— Instructions to follow —
Find every line in the records that contains the word "chrome" and copy each of those lines.

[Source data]
━━━━━━━━

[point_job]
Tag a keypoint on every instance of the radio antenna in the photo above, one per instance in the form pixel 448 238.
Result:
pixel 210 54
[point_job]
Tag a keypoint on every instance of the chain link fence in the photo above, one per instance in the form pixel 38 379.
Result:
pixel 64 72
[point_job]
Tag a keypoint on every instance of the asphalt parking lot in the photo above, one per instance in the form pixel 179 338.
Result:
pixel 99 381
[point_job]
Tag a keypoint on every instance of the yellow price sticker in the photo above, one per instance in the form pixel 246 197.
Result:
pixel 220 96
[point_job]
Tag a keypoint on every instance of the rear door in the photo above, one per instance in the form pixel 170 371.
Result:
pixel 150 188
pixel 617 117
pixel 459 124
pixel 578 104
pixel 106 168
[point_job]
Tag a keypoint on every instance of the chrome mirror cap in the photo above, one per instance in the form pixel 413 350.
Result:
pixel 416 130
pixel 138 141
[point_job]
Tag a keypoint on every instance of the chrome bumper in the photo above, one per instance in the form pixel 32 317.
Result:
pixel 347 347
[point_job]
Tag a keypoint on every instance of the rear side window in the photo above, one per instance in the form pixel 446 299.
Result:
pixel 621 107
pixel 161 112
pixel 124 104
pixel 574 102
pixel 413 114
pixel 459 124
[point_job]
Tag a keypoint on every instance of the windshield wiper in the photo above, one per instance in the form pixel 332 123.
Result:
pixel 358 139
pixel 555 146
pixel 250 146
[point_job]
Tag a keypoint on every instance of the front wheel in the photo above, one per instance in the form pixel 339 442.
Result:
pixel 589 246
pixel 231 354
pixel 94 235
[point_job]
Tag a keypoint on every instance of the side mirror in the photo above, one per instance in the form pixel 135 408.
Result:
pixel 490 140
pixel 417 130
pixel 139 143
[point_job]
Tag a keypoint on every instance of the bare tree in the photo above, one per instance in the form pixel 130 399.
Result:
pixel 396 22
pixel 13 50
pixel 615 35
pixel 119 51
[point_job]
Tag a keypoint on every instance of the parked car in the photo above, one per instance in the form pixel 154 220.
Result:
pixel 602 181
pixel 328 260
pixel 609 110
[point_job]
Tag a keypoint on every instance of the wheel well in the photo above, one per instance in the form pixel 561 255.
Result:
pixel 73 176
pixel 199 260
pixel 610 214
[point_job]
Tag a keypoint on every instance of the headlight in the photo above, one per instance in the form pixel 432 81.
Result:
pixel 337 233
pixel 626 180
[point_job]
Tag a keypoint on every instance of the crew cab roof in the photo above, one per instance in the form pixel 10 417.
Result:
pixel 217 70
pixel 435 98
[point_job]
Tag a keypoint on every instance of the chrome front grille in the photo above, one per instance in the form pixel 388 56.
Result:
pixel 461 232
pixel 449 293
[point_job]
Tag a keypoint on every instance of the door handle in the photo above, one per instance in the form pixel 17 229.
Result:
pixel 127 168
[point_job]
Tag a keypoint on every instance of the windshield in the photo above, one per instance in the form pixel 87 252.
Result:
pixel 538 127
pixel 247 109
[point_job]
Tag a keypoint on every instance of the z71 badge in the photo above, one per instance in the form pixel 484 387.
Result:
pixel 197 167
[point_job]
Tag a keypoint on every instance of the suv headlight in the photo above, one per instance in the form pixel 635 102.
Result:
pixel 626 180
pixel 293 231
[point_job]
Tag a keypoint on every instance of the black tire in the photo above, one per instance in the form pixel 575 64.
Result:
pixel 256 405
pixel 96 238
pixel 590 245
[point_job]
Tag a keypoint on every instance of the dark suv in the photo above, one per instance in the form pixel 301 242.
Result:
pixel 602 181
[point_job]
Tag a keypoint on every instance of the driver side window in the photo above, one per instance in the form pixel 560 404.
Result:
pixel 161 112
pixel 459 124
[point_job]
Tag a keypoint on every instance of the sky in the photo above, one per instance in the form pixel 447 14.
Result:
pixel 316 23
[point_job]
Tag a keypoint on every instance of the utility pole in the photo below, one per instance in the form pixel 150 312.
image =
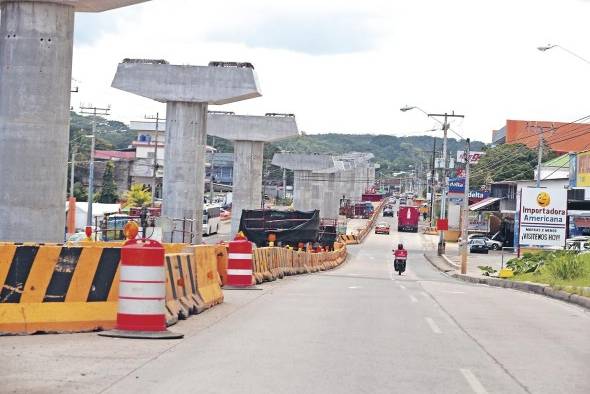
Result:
pixel 94 111
pixel 444 186
pixel 284 183
pixel 465 215
pixel 71 219
pixel 74 152
pixel 541 131
pixel 432 186
pixel 211 188
pixel 155 164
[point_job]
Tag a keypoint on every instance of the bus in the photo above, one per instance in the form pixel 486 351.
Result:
pixel 211 217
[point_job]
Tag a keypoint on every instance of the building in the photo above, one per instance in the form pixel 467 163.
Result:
pixel 151 136
pixel 223 167
pixel 560 137
pixel 124 162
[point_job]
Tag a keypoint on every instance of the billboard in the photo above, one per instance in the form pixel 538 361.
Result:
pixel 456 185
pixel 474 157
pixel 543 214
pixel 583 169
pixel 476 195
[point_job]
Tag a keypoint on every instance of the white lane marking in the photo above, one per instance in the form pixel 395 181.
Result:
pixel 475 384
pixel 433 326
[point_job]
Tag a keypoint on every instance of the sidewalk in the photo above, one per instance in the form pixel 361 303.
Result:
pixel 492 259
pixel 450 264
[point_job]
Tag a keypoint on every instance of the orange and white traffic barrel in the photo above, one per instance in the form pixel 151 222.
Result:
pixel 239 265
pixel 142 292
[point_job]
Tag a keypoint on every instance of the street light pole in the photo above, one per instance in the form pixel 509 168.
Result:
pixel 155 165
pixel 465 215
pixel 443 204
pixel 548 47
pixel 91 177
pixel 95 111
pixel 432 187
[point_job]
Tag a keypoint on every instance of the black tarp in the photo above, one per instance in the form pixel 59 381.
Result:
pixel 290 227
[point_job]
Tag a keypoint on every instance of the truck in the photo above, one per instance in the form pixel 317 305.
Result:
pixel 407 219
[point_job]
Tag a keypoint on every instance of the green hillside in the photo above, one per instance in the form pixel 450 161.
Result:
pixel 391 152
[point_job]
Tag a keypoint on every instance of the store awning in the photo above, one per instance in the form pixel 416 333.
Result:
pixel 485 203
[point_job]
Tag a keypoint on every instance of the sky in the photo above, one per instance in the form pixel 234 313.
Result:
pixel 349 66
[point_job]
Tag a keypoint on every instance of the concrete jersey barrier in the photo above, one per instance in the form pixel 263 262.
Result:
pixel 53 288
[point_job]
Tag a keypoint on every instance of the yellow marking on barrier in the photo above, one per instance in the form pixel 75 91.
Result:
pixel 6 255
pixel 114 291
pixel 40 275
pixel 84 274
pixel 207 276
pixel 57 317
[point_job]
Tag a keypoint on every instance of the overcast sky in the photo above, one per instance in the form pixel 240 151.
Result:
pixel 348 66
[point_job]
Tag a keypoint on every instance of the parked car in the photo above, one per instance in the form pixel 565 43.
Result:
pixel 382 228
pixel 579 244
pixel 478 245
pixel 492 244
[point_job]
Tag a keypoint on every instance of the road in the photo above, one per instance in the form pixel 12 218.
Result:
pixel 356 329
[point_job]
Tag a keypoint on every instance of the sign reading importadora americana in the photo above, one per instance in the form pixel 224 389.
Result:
pixel 543 214
pixel 583 169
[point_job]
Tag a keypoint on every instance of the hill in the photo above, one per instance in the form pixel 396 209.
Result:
pixel 391 153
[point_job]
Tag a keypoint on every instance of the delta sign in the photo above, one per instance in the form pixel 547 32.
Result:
pixel 474 157
pixel 543 214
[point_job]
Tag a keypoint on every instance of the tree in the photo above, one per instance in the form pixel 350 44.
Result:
pixel 108 193
pixel 138 196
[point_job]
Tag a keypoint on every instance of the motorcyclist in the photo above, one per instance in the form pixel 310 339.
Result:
pixel 400 257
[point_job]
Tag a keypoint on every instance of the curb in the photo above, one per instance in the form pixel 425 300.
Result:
pixel 438 265
pixel 535 288
pixel 528 287
pixel 449 261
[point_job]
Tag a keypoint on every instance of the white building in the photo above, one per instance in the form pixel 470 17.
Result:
pixel 151 136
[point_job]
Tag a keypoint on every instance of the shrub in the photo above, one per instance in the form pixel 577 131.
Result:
pixel 567 266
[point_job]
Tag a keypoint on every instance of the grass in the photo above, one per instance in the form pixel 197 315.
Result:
pixel 569 273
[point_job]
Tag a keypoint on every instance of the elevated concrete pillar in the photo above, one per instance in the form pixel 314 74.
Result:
pixel 249 134
pixel 247 190
pixel 188 90
pixel 184 158
pixel 302 185
pixel 36 43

━━━━━━━━

— Problem solution —
Tag a keypoint on every instance of the chrome mirror cap in the photo above, one per instance in the form pixel 413 350.
Tag a keypoint on every instance of the chrome bumper in the photo above, one per instance in the form pixel 32 317.
Tag a keypoint on every instance of the chrome front grille in the photo above, one per instance in the form pixel 388 56.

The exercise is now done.